— START Listing —

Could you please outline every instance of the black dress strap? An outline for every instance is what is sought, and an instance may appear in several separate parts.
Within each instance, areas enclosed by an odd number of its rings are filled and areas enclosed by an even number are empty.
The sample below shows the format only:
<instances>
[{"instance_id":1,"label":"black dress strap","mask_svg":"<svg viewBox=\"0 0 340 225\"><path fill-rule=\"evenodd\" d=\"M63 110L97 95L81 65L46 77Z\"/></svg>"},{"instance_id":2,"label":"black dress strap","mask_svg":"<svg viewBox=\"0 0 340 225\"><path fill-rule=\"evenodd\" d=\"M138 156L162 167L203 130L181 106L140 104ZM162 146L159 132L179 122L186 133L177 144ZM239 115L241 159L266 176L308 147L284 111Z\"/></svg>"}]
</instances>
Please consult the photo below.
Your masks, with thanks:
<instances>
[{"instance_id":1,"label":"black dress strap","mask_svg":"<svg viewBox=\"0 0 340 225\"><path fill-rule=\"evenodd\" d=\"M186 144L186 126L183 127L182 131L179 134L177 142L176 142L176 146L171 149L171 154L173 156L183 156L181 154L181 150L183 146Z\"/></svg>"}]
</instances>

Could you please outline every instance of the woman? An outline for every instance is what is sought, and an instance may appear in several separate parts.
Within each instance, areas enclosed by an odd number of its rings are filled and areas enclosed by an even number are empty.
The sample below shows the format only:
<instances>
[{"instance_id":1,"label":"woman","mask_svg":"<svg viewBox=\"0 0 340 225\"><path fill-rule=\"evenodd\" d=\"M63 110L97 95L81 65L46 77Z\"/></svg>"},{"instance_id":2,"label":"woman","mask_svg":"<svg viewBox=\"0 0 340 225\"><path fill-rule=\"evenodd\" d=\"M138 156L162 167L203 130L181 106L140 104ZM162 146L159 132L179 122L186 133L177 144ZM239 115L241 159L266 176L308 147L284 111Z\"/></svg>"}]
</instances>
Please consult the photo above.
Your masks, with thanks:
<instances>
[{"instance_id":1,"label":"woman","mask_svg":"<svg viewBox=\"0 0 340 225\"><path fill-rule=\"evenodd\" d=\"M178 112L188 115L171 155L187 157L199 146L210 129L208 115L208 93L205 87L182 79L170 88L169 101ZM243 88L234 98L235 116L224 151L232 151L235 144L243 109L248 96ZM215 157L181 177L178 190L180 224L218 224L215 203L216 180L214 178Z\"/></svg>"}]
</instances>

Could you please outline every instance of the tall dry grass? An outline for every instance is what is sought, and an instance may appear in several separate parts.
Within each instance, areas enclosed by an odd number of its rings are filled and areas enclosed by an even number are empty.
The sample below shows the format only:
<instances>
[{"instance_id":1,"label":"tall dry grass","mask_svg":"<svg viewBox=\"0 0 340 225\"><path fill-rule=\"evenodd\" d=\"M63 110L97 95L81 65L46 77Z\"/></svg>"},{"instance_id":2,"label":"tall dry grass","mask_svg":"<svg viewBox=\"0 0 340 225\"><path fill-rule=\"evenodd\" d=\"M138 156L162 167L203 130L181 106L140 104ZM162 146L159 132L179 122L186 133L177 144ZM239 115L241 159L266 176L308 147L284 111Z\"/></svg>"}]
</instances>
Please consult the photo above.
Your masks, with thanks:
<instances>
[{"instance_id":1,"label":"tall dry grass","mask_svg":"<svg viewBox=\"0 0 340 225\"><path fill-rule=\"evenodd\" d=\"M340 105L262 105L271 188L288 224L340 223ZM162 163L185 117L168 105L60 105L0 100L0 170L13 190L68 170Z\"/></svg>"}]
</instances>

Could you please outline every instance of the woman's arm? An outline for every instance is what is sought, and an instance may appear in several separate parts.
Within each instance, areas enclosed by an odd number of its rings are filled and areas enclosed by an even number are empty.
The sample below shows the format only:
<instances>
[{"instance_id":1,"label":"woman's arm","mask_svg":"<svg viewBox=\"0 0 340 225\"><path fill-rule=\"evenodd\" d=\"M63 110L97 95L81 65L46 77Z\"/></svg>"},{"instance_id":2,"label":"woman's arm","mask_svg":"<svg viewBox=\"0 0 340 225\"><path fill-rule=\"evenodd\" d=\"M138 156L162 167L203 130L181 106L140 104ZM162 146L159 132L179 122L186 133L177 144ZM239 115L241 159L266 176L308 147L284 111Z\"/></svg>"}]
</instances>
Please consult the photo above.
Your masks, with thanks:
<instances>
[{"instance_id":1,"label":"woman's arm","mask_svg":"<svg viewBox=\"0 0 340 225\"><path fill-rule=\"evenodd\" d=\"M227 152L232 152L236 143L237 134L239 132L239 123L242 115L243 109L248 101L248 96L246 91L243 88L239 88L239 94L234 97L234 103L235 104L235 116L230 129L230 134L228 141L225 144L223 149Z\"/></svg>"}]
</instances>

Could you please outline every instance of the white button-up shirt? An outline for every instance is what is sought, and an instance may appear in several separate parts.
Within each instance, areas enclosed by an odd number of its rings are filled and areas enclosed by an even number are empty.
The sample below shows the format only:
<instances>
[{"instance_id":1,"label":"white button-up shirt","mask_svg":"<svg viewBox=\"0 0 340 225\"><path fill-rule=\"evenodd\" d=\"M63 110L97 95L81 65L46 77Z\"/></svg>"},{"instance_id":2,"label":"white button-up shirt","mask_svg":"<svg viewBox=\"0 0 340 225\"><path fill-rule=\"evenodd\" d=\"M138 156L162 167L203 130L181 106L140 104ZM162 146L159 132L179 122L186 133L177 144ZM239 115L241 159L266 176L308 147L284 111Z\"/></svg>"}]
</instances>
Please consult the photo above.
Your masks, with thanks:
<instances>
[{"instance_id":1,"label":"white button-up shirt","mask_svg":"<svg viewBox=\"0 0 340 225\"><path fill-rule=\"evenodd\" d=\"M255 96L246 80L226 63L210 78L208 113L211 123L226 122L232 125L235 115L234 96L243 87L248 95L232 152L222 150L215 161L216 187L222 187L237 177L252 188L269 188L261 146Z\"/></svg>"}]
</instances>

— END Listing —

▸ Goal of the exercise
Retype exactly, please, each line from the line that contains "Could you please outline every instance of the white" through the last line of the entries above, with nothing added.

▸ Solved problem
Could you please outline every instance of the white button-up shirt? An outline for every instance is what is sought, and an instance may appear in several separate parts.
Within each instance, areas enclosed by an odd number of its rings are filled and areas enclosed by an even number are empty.
The sample below shows the format only:
<instances>
[{"instance_id":1,"label":"white button-up shirt","mask_svg":"<svg viewBox=\"0 0 340 225\"><path fill-rule=\"evenodd\" d=\"M63 110L97 95L81 65L46 77Z\"/></svg>"},{"instance_id":2,"label":"white button-up shirt","mask_svg":"<svg viewBox=\"0 0 340 225\"><path fill-rule=\"evenodd\" d=\"M138 156L162 167L203 130L181 106L140 104ZM162 146L159 132L179 122L186 133L177 144ZM239 115L241 159L266 176L308 147L284 111Z\"/></svg>"}]
</instances>
Please consult the photo above.
Your masks, with thanks:
<instances>
[{"instance_id":1,"label":"white button-up shirt","mask_svg":"<svg viewBox=\"0 0 340 225\"><path fill-rule=\"evenodd\" d=\"M255 96L246 80L226 63L210 78L208 113L211 123L226 122L232 125L235 115L234 96L243 87L248 95L232 152L222 150L215 161L216 187L222 187L237 177L252 188L269 188L261 146Z\"/></svg>"}]
</instances>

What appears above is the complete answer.